Entries shown>
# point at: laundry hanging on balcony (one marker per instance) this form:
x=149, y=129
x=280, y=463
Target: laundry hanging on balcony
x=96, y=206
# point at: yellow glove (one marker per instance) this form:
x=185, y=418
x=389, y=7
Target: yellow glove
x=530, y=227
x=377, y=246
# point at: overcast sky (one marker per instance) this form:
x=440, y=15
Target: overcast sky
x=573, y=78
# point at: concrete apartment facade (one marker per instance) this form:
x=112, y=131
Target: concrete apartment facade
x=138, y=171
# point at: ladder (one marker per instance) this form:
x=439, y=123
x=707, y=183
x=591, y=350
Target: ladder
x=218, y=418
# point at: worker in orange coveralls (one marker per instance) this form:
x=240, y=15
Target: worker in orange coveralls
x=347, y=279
---
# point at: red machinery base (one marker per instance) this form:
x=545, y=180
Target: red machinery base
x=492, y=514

Work instruction>
A single figure is expected: the count of lines in the data above that include the word "point".

Solution for this problem>
7